→ **TASK INSTRUCTIONS**:
With no line omitted, restate the records below exactly as they appear.

→ **MATERIAL FOR THIS EXERCISE**:
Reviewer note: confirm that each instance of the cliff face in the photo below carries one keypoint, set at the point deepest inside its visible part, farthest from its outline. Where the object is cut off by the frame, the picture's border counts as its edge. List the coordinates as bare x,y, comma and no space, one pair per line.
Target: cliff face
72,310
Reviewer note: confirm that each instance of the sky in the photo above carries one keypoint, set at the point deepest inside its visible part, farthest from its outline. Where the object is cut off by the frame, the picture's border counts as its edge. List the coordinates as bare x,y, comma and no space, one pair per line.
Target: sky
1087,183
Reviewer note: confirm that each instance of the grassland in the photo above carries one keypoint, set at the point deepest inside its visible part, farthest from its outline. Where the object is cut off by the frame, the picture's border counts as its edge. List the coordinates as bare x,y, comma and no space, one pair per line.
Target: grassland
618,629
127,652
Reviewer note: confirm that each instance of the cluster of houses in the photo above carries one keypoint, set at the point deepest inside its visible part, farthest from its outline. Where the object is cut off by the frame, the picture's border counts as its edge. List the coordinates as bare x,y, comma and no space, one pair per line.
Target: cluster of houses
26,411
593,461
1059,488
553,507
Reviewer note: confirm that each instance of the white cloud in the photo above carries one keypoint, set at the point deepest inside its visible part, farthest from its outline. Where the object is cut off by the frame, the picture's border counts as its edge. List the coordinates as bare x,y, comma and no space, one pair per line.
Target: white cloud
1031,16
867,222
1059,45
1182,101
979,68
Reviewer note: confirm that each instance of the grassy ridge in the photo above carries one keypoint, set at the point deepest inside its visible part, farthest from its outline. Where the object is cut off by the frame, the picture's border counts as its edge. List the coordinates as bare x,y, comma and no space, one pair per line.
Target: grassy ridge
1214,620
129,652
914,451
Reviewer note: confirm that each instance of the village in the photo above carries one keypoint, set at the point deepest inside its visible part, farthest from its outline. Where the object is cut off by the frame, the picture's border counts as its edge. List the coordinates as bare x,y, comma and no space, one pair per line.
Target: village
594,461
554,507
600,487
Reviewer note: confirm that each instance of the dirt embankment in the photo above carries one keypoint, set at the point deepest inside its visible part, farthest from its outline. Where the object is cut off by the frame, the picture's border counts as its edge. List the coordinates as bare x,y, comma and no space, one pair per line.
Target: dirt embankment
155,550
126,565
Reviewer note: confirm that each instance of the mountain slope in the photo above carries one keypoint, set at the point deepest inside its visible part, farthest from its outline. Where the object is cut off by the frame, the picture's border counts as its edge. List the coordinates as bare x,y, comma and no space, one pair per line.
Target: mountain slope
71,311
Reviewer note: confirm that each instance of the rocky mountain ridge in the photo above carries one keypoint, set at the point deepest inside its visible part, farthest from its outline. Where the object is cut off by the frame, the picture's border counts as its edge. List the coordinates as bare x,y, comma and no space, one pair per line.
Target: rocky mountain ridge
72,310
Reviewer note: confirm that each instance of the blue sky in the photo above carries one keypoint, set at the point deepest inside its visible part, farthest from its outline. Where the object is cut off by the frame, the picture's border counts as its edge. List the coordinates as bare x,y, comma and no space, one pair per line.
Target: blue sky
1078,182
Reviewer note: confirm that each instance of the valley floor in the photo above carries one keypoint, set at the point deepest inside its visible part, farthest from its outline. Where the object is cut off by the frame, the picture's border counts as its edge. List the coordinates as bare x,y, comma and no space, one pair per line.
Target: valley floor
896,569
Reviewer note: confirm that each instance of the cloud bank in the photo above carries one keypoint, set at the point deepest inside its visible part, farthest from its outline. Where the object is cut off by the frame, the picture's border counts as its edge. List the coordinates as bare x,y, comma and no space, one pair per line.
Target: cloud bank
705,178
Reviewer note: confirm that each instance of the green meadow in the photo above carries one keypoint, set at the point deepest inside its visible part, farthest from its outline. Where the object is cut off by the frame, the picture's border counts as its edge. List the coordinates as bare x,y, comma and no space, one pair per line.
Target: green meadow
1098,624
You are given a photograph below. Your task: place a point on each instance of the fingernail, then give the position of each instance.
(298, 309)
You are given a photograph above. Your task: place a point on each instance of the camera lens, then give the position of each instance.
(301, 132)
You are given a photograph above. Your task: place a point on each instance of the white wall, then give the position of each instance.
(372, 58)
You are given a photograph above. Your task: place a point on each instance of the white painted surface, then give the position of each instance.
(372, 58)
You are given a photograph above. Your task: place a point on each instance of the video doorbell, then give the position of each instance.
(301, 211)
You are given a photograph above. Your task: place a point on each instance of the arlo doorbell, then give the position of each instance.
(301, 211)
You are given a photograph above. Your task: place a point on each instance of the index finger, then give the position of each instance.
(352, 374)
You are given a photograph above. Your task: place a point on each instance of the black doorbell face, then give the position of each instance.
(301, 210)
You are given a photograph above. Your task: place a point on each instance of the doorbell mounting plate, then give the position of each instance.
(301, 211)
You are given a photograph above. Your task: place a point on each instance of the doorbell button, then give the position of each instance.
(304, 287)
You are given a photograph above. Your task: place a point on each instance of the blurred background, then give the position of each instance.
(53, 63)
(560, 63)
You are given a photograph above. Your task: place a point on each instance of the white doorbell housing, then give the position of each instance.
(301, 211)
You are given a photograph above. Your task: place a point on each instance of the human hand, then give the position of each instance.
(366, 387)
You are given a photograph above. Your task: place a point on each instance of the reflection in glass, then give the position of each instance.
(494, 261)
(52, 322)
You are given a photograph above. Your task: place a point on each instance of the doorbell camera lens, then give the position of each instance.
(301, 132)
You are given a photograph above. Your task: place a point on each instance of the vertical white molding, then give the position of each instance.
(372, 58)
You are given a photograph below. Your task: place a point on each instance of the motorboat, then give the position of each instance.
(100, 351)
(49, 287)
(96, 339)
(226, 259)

→ **RESULT OF THE EXERCISE**:
Reviewer note: confirm that each instance of the cliff face in the photo below carries one keypoint, set at the point deepest inside its visible part, farthest from its outline. Where the object is cut off by the frame, the picture's border counts as its edge. List the coordinates as bare x,y, comma and no space, one pair per line.
Target: cliff face
72,310
Reviewer note: confirm that each instance of the sky in the photo above carries one keypoint, set at the point deepest inside its visible part, farthest from its outline. Where the object is cut off by the frame, the picture's border counts as its edge. List the coordinates as bare x,y, comma and no space, one pair per line.
Target: sky
1087,183
Reviewer note: confirm that each instance of the grassland in the photo above carries one keypoint, set at the point deepest inside its visible part, farthest from its outline. Where the object is cut off by the frame, the picture's border counts as its edge. List the coordinates as bare x,y, comma and no space, one pair per line.
Target: grassland
618,629
127,652
Reviewer note: confirm that each instance of the cluster of houses in the photo above carries one keypoint, set at the point deepest inside its visible part, farthest from its outline. Where the object is cut off by the frame, the picture's border counts as its edge. List the coordinates as bare x,y, comma and no space, one pair per line.
Target: cluster of houses
26,411
593,461
1059,488
553,507
Reviewer note: confirm that each instance of the white cloud in the photo above carries one keypoint, set at the point deepest inside its visible part, farthest from its outline. Where the object is cut off by the frame, the picture's border counts as its edge. List the coordinates as bare x,y, comma and no space, one pair per line.
Target: white cloud
1031,16
867,222
1059,45
1182,101
979,68
Reviewer note: confirm that each instance of the grassy ridge in the photo above carries one keypoint, set at the point deepest inside its visible part, farthest from its outline. Where the object is cut off by the frame, the picture's border counts as its edge. List the coordinates as bare x,y, comma and no space, one pair per line.
Target: grassy ridge
1214,620
129,652
914,451
Reviewer note: confirm that each instance of the village in the photo above carries one keypoint, set at the point deepest inside its visible part, farthest from its outline. Where the object is cut off by the frame, the picture's border counts as its edge. List the coordinates as bare x,y, comma and no space, one pair per line.
Target: village
594,461
554,507
600,487
Reviewer note: confirm that each instance of the dirt embankment in the photo above carries one keypoint, set at the point deepest inside its visible part, farthest from its outline. Where the object is cut off by the frame, the picture's border counts as its edge. List the coordinates as bare x,y, comma and no space, one pair per line.
Target: dirt embankment
155,550
126,565
Reviewer note: confirm that each instance of the mountain slope in the photo above carries one keypoint, set at the point deepest inside its visible part, farthest from its outline. Where the object is cut off by the frame, the picture's border counts as its edge. List the coordinates as bare x,y, comma and no space, one pair per line.
Target: mountain slope
71,311
Reviewer note: confirm that each instance of the rocky mountain ridge in the photo above carries one keypoint, set at the point deepest inside its visible part, farthest from its outline. Where the object is cut off by the frame, the picture's border counts as its edge. List the coordinates as bare x,y, comma and no space, one pair per line.
Target: rocky mountain ridge
72,310
Reviewer note: confirm that each instance of the blue sky in the photo above carries one keypoint, set at the point deepest inside its visible part, farthest from its outline. Where the object is cut off by the frame, the picture's border counts as its edge. List the coordinates as bare x,y, comma and no space, one pair per line.
Target: blue sky
1078,182
Reviewer note: confirm that each instance of the valley floor in the photo above carries one keypoint, set at the point deepest inside its visible part, farthest from its outline. Where the object is cut off by the frame, the picture's border counts as its edge. List the coordinates as bare x,y, comma and no space, one pair per line.
Target: valley floor
896,569
Reviewer note: confirm that each instance of the cloud bank in the photo above carries one keypoint, set at the point deepest inside its visible part, farthest from its outline. Where the object is cut off by the frame, the picture's border counts as its edge. List the coordinates as bare x,y, comma and no space, one pair per line.
Target: cloud bank
705,178
Reviewer note: confirm that each instance of the green meadow in the photo above carries one keypoint, set at the point deepest inside its visible part, farthest from its outline. Where the object is cut off by the frame, the picture's border counts as its edge. List the coordinates as bare x,y, comma and no space, one pair per line.
Target: green meadow
1098,624
You are given a photograph below. Your task: place a point on each instance of the fingernail, then give the position of each instance.
(298, 309)
You are given a photograph above. Your task: place a point on each instance of the camera lens, then give the position of each instance.
(301, 132)
You are given a photograph above. Your task: place a point on each instance of the white wall, then give the position of each instance.
(372, 58)
You are given a photograph above. Your task: place a point on each instance of the white painted surface, then give the position of each instance.
(372, 58)
You are given a photograph above. Your task: place a point on each instance of the video doorbell, then give the position of each instance.
(301, 211)
You are given a photograph above. Your task: place a point on each instance of the arlo doorbell, then give the position of each instance.
(301, 211)
You are given a photograph above. Your task: place a point on each instance of the index finger, then give the position of each instance.
(352, 374)
You are given a photograph above. Your task: place a point on each instance of the black doorbell face, then give the position of each instance.
(301, 210)
You are given a photograph above. Your task: place a point on each instance of the doorbell mounting plate, then give the position of each instance.
(301, 211)
You are given a photograph above. Your task: place a point on each instance of the doorbell button, then give the position of each instance.
(304, 287)
You are given a photograph above. Your task: place a point on each instance of the blurred background, then give the position of each instance.
(53, 63)
(560, 63)
You are given a photograph above. Your task: place a point on each instance of the white doorbell housing, then give the position of each instance.
(301, 211)
You are given a photograph above. Your task: place a point on each instance of the human hand, then give the position of each instance.
(366, 387)
You are given a photograph above. Your task: place a point on each instance of the reflection in glass, then give the position of each instance.
(494, 261)
(52, 322)
You are given a photograph above. Your task: place a point on each instance of the doorbell camera lens, then give the position of each instance.
(301, 132)
You are given a photograph above. Your task: place a point on each instance of the vertical white molding, then give the position of each instance.
(372, 58)
You are given a photograph below. Your task: place a point on each instance of the motorboat, then give the position of each instance.
(100, 351)
(49, 287)
(96, 339)
(226, 259)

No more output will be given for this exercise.